Award winning care and support to heart failure patients and their families

Southwest General has been awarded Heart Failure Certification by The Joint Commission. This recognition is given to facilities that demonstrate high quality care while following national standards and guidelines that can significantly improve outcomes for heart failure patients.

Care and Education to Manage Heart Failure

An estimated 5.7 million Americans are living with heart failure.

The Congestive Heart Failure Program at Southwest General is there to help patients and their families know that they are not alone in dealing with this condition and that a support network is in place with information and care when it is needed.

A Serious Condition You Can Live With

The term "heart failure" makes it sound like the heart is no longer working at all and that there is nothing that can be done. In reality, heart failure means that the heart is not pumping as well as it should and with changes in lifestyle you can live a full and happy life.

Your body depends on the heart's pumping action to deliver oxygen and nutrient-rich blood to the body's cells. When the cells are nourished properly, the body can function normally.  With heart failure, the weakened heart can't supply the cells with enough blood. This results in fatigue and shortness of breath. Everyday activities such as walking, climbing stairs or carrying groceries can become very difficult.

■ **TASK INSTRUCTIONS**
1: Transcribe the heart failure page starting with "Southwest General has" and going on through "it is needed.".
2: According to the heart failure page, how many Americans are estimated to be living with heart failure?
The records come from a separate source, unrelated to the heart failure page.

■ **SOURCE INFORMATION**
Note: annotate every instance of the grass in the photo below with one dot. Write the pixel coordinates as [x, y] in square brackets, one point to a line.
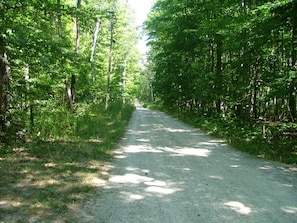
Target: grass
[48, 180]
[273, 141]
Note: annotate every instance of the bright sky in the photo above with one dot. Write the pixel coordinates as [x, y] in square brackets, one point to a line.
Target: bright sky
[142, 8]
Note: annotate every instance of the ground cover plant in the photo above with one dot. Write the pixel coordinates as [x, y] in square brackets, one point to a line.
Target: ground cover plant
[47, 179]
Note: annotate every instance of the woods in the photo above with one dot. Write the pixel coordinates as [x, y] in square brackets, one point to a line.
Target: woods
[226, 58]
[54, 62]
[228, 67]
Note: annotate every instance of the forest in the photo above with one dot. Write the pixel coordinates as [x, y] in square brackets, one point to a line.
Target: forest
[228, 62]
[59, 57]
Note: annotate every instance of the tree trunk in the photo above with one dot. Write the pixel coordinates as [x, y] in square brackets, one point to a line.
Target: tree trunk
[293, 88]
[219, 78]
[59, 18]
[4, 87]
[97, 29]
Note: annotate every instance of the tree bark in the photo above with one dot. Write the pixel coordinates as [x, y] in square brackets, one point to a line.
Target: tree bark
[219, 78]
[293, 88]
[97, 29]
[4, 87]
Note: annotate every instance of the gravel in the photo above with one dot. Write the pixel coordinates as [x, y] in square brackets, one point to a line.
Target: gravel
[167, 171]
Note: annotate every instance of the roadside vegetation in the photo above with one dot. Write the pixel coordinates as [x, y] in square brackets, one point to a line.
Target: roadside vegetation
[270, 140]
[68, 71]
[47, 179]
[228, 67]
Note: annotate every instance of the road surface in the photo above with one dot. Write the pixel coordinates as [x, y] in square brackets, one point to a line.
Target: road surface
[165, 171]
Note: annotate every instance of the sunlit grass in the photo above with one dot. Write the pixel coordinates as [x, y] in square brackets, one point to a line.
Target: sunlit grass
[47, 180]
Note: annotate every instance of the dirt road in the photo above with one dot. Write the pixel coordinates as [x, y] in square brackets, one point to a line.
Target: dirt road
[166, 171]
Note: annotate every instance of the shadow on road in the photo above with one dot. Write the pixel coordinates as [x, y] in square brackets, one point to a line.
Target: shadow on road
[166, 171]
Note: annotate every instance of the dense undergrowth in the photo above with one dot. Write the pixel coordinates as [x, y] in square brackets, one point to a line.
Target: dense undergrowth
[270, 140]
[45, 178]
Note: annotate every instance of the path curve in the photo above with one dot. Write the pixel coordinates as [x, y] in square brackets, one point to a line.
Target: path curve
[166, 171]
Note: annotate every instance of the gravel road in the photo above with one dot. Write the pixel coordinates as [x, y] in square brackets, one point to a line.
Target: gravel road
[165, 171]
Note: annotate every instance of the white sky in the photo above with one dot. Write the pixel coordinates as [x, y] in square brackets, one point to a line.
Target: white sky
[142, 8]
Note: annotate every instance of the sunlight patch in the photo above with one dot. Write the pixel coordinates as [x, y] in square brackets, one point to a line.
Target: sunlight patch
[290, 210]
[238, 207]
[193, 152]
[135, 197]
[160, 190]
[130, 178]
[216, 177]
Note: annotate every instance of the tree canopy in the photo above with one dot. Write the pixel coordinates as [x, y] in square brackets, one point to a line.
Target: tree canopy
[54, 58]
[226, 58]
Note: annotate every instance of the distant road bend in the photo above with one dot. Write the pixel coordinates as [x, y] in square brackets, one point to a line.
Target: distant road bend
[165, 171]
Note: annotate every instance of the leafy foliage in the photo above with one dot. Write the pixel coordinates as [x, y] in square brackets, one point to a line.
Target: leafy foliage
[227, 60]
[51, 77]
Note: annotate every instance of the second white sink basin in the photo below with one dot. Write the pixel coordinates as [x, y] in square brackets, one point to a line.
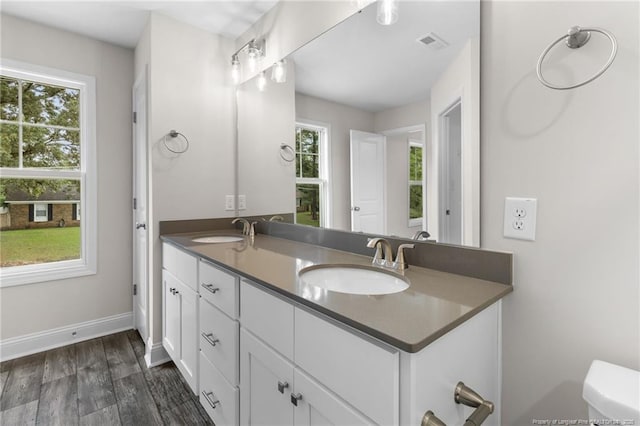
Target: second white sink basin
[353, 279]
[217, 239]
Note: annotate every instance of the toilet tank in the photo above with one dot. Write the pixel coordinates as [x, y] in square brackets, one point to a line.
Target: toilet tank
[613, 393]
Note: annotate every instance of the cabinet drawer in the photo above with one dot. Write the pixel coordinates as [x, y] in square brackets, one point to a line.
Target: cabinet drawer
[217, 396]
[359, 371]
[219, 288]
[268, 317]
[219, 340]
[182, 265]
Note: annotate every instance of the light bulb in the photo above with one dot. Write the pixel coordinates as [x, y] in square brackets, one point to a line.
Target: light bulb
[279, 71]
[387, 12]
[235, 69]
[261, 82]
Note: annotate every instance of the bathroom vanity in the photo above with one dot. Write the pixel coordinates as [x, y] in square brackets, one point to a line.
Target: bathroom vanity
[261, 346]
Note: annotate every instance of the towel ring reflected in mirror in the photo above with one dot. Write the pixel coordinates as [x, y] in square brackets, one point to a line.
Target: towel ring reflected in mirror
[174, 134]
[577, 37]
[287, 153]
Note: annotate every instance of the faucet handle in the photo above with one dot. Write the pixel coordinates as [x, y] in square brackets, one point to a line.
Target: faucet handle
[400, 262]
[376, 243]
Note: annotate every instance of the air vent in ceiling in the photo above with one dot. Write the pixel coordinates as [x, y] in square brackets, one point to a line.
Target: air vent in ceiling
[433, 41]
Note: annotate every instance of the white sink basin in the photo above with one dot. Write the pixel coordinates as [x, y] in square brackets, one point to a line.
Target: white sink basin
[353, 279]
[217, 239]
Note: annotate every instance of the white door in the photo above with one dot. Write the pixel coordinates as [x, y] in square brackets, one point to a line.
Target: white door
[450, 214]
[367, 182]
[266, 384]
[140, 248]
[319, 407]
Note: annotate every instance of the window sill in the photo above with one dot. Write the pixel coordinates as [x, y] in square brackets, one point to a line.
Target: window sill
[32, 274]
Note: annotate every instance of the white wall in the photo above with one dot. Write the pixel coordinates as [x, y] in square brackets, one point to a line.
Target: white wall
[576, 289]
[458, 82]
[341, 119]
[265, 121]
[38, 307]
[189, 92]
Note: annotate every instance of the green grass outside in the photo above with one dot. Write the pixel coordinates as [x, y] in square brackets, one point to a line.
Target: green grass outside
[304, 218]
[28, 246]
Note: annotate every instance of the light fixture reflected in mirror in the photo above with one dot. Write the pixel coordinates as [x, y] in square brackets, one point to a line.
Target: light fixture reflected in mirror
[279, 71]
[261, 81]
[255, 51]
[235, 69]
[387, 12]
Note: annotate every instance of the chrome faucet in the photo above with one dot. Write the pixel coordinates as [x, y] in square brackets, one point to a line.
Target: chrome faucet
[246, 226]
[400, 263]
[421, 235]
[384, 252]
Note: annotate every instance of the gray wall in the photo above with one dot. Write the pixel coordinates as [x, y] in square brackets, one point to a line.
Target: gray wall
[576, 288]
[37, 307]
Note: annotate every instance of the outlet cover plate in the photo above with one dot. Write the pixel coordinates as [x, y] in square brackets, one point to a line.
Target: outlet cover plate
[520, 218]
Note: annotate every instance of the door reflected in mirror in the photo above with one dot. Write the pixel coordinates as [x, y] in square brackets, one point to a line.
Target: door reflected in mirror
[386, 126]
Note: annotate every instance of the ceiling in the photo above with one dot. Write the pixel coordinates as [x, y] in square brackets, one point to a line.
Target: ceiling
[122, 22]
[374, 67]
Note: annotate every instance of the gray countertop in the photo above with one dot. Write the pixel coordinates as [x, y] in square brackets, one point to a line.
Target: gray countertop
[435, 302]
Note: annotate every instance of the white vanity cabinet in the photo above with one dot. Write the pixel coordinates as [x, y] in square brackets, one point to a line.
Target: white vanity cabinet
[180, 312]
[219, 343]
[278, 362]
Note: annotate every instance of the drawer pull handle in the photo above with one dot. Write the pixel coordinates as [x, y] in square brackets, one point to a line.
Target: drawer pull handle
[211, 288]
[282, 386]
[295, 397]
[209, 338]
[209, 397]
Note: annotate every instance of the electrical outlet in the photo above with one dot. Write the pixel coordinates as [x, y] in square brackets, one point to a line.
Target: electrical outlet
[520, 218]
[230, 202]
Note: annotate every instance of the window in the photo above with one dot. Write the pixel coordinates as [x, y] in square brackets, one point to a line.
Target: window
[311, 175]
[415, 183]
[47, 167]
[41, 212]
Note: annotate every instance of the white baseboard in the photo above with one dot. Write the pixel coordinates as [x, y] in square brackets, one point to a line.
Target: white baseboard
[28, 344]
[155, 354]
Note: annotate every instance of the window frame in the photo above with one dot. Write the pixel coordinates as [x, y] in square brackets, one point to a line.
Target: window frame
[323, 169]
[417, 221]
[87, 175]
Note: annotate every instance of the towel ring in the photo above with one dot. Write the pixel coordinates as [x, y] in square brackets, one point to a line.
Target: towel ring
[175, 134]
[287, 153]
[576, 38]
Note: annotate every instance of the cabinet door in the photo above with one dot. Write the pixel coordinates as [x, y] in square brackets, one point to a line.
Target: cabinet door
[171, 316]
[318, 406]
[188, 334]
[265, 384]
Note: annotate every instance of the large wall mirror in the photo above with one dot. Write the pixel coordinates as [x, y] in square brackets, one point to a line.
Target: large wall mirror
[376, 128]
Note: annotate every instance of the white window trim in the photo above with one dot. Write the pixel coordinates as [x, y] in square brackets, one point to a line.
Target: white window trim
[87, 264]
[418, 221]
[324, 169]
[36, 207]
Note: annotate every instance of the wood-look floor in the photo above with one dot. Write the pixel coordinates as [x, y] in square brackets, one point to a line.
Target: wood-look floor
[103, 381]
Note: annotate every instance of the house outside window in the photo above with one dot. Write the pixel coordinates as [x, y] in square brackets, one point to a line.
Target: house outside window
[415, 183]
[311, 175]
[47, 167]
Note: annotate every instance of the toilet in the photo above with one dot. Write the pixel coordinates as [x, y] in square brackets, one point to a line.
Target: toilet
[613, 394]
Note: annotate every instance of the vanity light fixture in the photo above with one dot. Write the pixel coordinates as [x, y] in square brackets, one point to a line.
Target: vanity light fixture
[261, 82]
[387, 12]
[255, 51]
[279, 71]
[235, 69]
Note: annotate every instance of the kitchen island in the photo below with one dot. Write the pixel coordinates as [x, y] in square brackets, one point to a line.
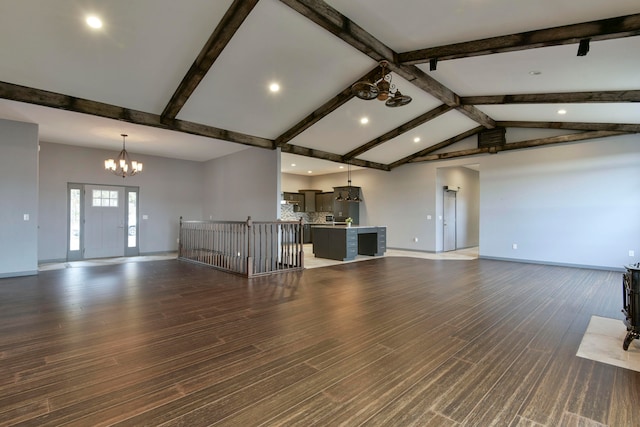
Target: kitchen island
[344, 243]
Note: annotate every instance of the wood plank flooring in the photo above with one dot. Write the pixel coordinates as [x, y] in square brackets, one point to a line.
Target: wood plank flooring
[383, 342]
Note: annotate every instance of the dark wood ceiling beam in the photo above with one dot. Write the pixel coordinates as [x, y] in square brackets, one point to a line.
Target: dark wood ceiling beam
[94, 108]
[520, 145]
[231, 21]
[622, 26]
[554, 98]
[324, 155]
[438, 146]
[327, 108]
[616, 127]
[430, 115]
[339, 25]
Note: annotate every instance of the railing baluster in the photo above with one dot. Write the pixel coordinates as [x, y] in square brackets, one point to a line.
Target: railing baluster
[249, 248]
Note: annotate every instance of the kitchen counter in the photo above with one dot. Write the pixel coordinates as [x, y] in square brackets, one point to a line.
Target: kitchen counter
[343, 243]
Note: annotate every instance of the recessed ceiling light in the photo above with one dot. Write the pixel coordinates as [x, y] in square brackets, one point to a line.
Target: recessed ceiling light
[94, 22]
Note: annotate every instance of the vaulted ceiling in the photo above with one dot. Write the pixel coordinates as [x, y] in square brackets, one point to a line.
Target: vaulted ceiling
[190, 79]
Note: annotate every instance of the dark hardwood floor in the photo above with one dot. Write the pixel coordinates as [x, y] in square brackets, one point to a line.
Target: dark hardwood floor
[383, 342]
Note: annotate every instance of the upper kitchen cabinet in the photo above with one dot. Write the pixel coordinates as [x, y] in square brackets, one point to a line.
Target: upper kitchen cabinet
[324, 202]
[310, 204]
[295, 199]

■ **SOLUTIONS BY TASK**
1:
Southwest General has been awarded Heart Failure Certification by The Joint Commission. This recognition is given to facilities that demonstrate high quality care while following national standards and guidelines that can significantly improve outcomes for heart failure patients.

Care and Education to Manage Heart Failure

An estimated 5.7 million Americans are living with heart failure.

The Congestive Heart Failure Program at Southwest General is there to help patients and their families know that they are not alone in dealing with this condition and that a support network is in place with information and care when it is needed.

2: An estimated 5.7 million.